Coordinate annotation entries:
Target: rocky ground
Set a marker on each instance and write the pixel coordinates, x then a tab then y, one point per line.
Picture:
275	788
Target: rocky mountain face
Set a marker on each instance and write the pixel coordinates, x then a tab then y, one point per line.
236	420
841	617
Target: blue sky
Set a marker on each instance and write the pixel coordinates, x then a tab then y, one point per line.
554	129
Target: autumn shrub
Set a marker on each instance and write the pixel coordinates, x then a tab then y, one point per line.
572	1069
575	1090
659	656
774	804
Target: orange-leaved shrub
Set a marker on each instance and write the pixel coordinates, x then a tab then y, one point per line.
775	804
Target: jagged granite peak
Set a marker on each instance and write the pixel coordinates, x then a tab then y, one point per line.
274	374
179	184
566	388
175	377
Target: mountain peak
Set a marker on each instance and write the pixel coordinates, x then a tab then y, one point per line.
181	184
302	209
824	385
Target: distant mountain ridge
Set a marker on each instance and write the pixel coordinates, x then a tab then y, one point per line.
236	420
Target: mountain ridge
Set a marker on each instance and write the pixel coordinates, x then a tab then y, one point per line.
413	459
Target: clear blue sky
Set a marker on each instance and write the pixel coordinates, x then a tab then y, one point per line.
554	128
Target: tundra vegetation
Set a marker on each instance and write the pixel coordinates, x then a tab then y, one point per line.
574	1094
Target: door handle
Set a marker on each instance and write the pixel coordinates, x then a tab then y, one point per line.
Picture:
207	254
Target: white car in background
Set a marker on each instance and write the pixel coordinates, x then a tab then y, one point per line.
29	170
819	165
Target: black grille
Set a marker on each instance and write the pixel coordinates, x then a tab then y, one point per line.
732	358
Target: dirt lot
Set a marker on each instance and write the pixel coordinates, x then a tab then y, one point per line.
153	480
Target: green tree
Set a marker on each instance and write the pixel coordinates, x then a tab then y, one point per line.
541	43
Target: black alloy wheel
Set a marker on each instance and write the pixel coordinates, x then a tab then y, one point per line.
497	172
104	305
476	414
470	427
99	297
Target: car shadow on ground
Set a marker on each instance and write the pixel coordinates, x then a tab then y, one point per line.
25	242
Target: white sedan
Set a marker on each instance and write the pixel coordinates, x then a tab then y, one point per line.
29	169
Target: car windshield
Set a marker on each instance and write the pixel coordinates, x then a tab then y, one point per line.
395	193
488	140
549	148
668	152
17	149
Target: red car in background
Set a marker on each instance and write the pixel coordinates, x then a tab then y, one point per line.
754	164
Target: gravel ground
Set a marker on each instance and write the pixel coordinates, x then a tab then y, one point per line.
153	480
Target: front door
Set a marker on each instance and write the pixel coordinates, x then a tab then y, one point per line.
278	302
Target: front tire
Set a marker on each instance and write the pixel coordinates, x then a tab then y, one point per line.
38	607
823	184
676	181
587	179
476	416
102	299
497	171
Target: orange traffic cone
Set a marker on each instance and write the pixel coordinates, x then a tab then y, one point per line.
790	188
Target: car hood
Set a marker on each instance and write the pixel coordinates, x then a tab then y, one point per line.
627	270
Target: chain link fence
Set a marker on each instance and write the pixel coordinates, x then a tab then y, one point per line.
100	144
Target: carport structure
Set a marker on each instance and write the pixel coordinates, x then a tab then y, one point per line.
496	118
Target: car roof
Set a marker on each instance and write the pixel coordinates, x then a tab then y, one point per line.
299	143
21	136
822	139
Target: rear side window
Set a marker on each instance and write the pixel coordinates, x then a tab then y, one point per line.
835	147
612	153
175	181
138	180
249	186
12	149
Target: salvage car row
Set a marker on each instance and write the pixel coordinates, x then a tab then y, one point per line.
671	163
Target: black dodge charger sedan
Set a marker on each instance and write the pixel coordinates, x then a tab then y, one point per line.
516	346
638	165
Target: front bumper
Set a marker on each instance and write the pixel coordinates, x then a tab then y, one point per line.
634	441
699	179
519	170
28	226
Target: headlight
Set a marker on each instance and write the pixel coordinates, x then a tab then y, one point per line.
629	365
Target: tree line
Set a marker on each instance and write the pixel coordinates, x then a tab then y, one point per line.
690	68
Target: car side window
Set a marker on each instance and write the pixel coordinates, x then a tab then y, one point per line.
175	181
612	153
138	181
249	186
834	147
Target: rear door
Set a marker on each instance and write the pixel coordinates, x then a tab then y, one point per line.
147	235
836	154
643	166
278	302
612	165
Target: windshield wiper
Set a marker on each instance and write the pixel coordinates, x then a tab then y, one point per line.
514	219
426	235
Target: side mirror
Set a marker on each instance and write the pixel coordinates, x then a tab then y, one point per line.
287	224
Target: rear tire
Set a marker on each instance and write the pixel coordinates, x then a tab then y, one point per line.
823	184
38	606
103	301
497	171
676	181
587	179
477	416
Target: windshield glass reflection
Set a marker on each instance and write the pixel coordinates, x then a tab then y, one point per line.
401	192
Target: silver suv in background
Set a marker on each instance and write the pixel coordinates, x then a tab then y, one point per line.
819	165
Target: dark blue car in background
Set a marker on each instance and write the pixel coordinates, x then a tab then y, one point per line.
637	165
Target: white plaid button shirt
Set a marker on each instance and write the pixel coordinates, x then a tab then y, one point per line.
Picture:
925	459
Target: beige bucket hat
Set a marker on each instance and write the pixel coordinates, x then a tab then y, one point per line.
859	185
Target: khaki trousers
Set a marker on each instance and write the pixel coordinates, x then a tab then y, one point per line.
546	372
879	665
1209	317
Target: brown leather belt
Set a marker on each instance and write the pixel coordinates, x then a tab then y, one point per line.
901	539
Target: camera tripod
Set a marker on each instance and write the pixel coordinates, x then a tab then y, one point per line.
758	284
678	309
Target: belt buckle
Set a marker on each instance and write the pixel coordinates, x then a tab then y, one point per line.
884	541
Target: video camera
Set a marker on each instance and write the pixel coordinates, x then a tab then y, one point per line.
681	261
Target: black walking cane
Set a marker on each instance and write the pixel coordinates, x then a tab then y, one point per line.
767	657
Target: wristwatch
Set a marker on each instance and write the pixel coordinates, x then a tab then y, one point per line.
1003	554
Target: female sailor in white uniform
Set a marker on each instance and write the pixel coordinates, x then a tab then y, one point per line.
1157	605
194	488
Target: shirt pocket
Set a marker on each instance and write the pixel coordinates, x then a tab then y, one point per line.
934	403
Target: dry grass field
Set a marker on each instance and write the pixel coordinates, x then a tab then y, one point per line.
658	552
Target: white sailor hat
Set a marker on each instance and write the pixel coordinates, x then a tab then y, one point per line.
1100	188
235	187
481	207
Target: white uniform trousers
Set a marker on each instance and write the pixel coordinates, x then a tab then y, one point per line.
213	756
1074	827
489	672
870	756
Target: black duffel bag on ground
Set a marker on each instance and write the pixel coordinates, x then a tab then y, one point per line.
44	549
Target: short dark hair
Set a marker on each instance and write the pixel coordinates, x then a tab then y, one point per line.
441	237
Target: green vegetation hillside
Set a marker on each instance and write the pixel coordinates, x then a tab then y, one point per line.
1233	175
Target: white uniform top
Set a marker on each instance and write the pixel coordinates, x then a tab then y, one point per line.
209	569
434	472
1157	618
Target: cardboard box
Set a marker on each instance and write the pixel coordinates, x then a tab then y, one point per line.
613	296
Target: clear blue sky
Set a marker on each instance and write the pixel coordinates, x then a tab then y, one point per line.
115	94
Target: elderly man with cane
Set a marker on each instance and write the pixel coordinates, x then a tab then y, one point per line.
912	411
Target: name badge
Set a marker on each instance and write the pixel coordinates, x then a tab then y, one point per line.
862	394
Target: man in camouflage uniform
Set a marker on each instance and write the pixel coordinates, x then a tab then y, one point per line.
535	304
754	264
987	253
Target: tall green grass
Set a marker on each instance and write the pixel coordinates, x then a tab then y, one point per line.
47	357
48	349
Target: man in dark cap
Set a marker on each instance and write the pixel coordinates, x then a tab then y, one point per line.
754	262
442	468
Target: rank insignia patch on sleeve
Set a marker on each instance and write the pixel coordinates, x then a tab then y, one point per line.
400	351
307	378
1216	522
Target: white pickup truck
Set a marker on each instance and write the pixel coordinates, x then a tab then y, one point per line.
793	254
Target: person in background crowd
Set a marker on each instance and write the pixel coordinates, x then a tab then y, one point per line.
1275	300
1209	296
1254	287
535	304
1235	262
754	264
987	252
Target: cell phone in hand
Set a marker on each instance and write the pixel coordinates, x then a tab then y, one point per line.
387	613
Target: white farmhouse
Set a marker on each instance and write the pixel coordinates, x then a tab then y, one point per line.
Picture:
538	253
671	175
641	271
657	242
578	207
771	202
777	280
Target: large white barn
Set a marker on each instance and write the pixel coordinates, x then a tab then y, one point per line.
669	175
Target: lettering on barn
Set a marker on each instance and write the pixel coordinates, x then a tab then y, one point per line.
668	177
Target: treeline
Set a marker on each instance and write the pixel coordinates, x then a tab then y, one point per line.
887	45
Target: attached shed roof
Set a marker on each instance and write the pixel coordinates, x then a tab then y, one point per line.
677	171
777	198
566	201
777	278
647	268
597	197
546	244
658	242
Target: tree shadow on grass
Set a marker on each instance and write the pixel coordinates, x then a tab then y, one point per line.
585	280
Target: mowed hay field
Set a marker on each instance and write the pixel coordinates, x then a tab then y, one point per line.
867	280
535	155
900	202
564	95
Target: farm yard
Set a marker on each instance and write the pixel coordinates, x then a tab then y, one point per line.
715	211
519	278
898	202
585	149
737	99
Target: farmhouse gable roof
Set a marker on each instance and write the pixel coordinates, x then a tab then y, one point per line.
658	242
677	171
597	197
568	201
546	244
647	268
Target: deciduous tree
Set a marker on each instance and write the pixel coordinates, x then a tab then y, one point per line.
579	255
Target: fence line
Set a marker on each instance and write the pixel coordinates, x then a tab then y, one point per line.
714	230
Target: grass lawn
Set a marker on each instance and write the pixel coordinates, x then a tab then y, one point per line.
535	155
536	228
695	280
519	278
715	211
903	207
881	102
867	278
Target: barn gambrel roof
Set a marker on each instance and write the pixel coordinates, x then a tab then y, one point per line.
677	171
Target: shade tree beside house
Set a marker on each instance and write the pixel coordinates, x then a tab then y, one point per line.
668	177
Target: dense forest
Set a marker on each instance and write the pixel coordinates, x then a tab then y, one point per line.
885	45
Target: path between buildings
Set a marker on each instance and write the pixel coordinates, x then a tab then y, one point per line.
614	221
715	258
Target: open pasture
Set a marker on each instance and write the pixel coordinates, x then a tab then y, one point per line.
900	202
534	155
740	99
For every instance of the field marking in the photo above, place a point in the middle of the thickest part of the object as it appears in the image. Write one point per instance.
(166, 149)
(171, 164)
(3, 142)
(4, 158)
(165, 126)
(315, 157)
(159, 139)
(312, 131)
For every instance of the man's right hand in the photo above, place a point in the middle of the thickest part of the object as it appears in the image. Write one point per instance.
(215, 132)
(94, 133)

▸ **Given exercise**: Your task is to extract the lines running from the one with "Target: barn gambrel roof" to the end of the material, inclusive, copying each exactly and adding nothing.

▸ **Task solution**:
Target: barn gambrel roof
Set a marker on each instance and write the pixel coordinates, x then a tab then y, one point per line.
677	171
Target: shade tree beside house
Set a marker on each instance and write the pixel coordinates, x then a tab then y, one point per line.
668	177
Target: dense forest
Set a marker on each instance and write the pixel coordinates, x then a tab then y, one point per line.
885	45
Target: path between buildings
Set a marker on each instance and write the pixel coordinates, x then a tab then y, one point per line.
614	221
715	258
Target: open pasture
Set a marker on each instance and write the pixel coordinates, x then a tab then y, one point per line.
900	202
534	155
740	99
For every instance of the field marking in the photo above, place a point in the middle of the thickest part of the object as it appears in the image. Write one point per instance.
(166, 149)
(171, 164)
(3, 142)
(4, 158)
(165, 126)
(315, 157)
(159, 139)
(312, 131)
For every instance of the man's right hand in the photo above, place a point in the middle of the thickest part of the object as it appears in the image. Write one point per instance.
(215, 132)
(94, 133)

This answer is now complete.